O que parece óbvio ainda é o principal motivo que leva as empresas a
fechar as portas: falta de planejamento financeiro e estratégico.
"Assim como se fala em apagão de mão de obra, no país há também o apagão
de gestão empresarial. A competição é acirrada, as mudanças
tecnológicas, constantes. Não há como se manter no mercado se você não
entende o seu negócio", diz Luiz Barretto, presidente do Sebrae.
Marcelo Nakagawa, coordenador do centro de empreendedorismo do Insper
(Instituto de Ensino e Pesquisa), concorda. "Tem de colocar no papel os
custos, os equipamentos necessários, seguir um plano de negócios,
elencar clientes, conhecer concorrentes, fornecedores, a estrutura de
produção, de custos. Muita gente pensa que é investir e pronto", diz o
professor. "Uma pessoa leva até os 20 e poucos anos para conseguir
aprender a se sustentar financeiramente e pagar suas contas. Com uma
empresa, não é diferente. Tem um tempo para isso."
Amigos x Negócios
Entre os motivos que levam as empresas a fechar as portas também está o conflito entre os sócios.
"Há momentos de paz e de guerra. O mais indicado é fazer um contrato,
mesmo que seja de gaveta, esclarecendo as responsabilidades e as
obrigações de cada um", afirma o professor.

* **Material de consulta**:
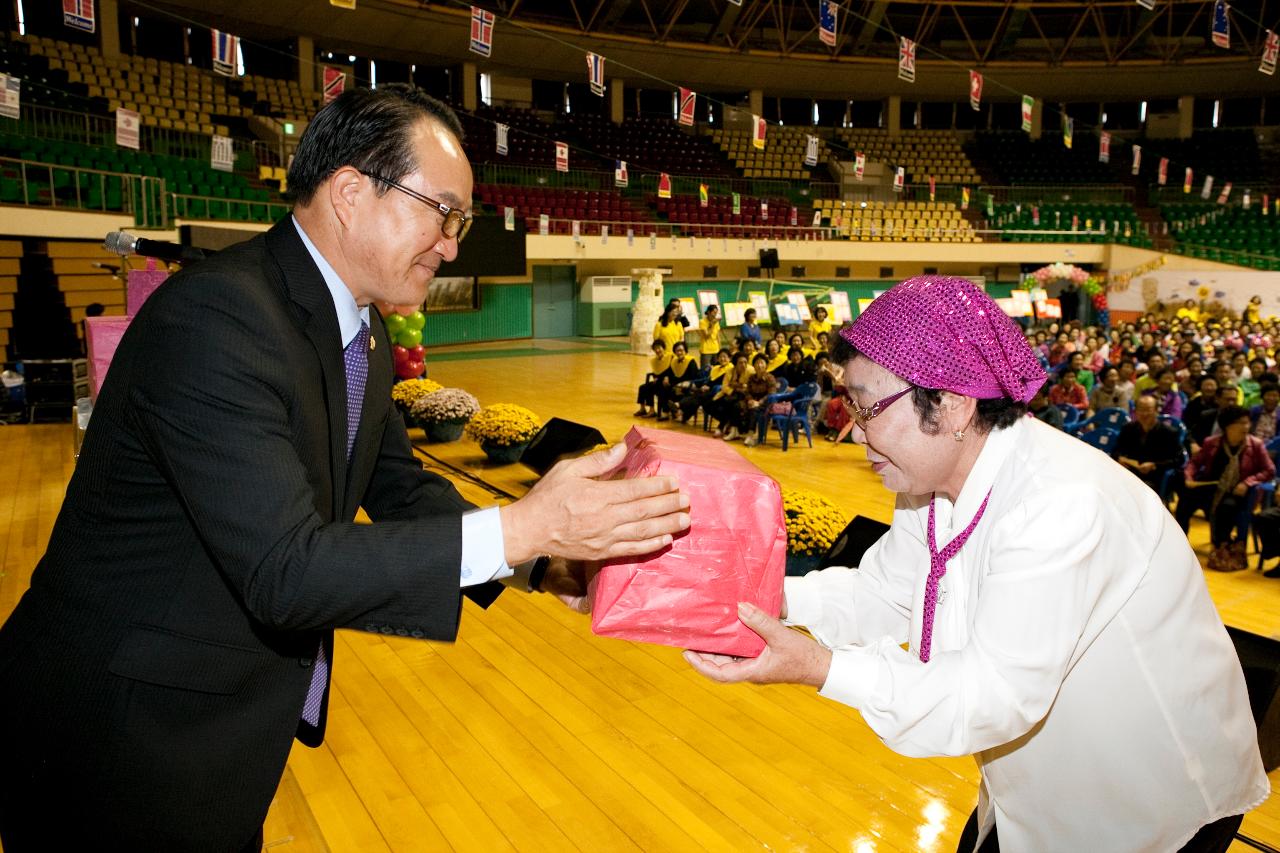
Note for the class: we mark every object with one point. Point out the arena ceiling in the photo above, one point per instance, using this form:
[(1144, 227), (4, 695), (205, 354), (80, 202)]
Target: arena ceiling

* **Lista de exercícios**:
1) De acordo com o texto para leitura, qual é o principal motivo que leva as empresas a fechar as portas?
2) Reproduza o trecho do texto para leitura entre "O que parece" e "presidente do Sebrae.", inclusive.

* **Gabarito**:
1) A falta de planejamento financeiro e estratégico.

2)
O que parece óbvio ainda é o principal motivo que leva as empresas a
fechar as portas: falta de planejamento financeiro e estratégico.
"Assim como se fala em apagão de mão de obra, no país há também o apagão
de gestão empresarial. A competição é acirrada, as mudanças
tecnológicas, constantes. Não há como se manter no mercado se você não
entende o seu negócio", diz Luiz Barretto, presidente do Sebrae.